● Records
• • • •

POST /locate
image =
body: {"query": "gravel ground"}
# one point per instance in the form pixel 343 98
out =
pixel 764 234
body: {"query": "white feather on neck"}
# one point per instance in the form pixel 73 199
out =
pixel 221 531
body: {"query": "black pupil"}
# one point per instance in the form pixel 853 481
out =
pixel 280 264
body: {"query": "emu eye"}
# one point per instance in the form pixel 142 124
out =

• • • •

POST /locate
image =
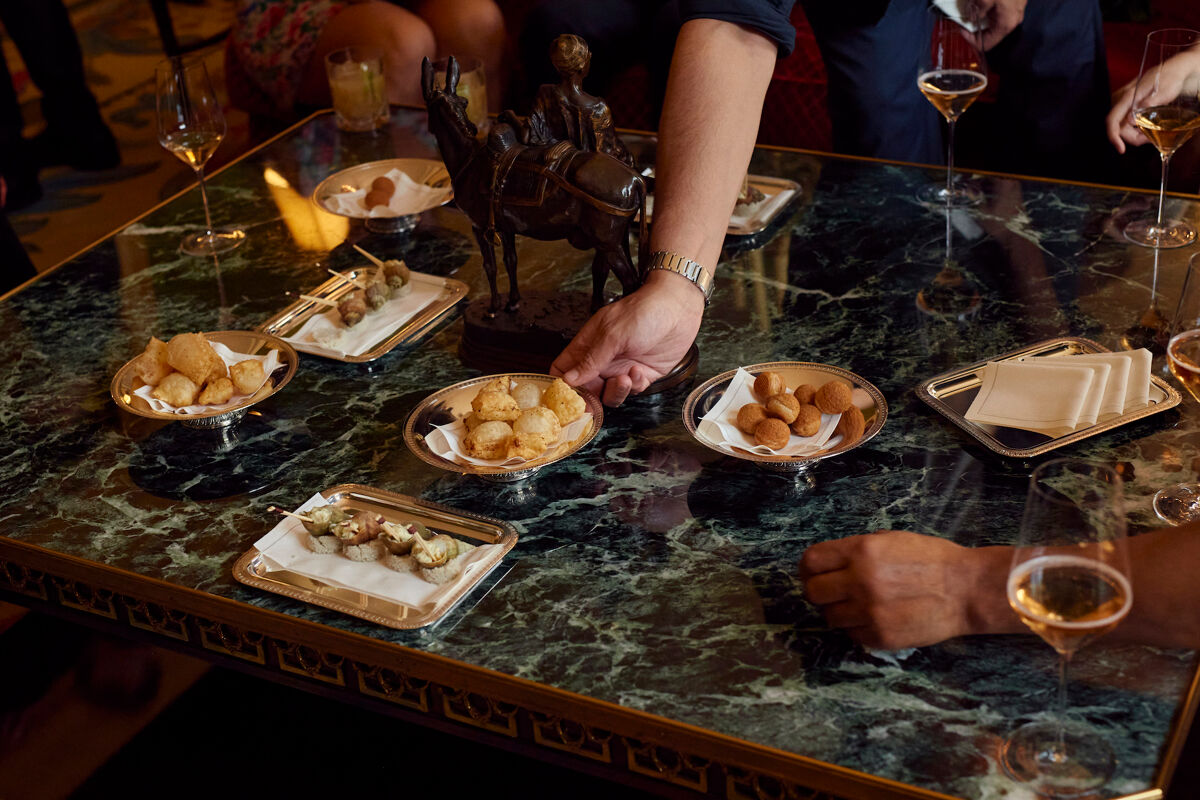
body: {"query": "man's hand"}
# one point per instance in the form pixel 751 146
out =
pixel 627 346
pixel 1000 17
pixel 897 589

• • • •

● What to work on
Count the lines above that contain the string "query", treating uppercase and lowercase as different. Reply with the number alone.

● Correct answer
5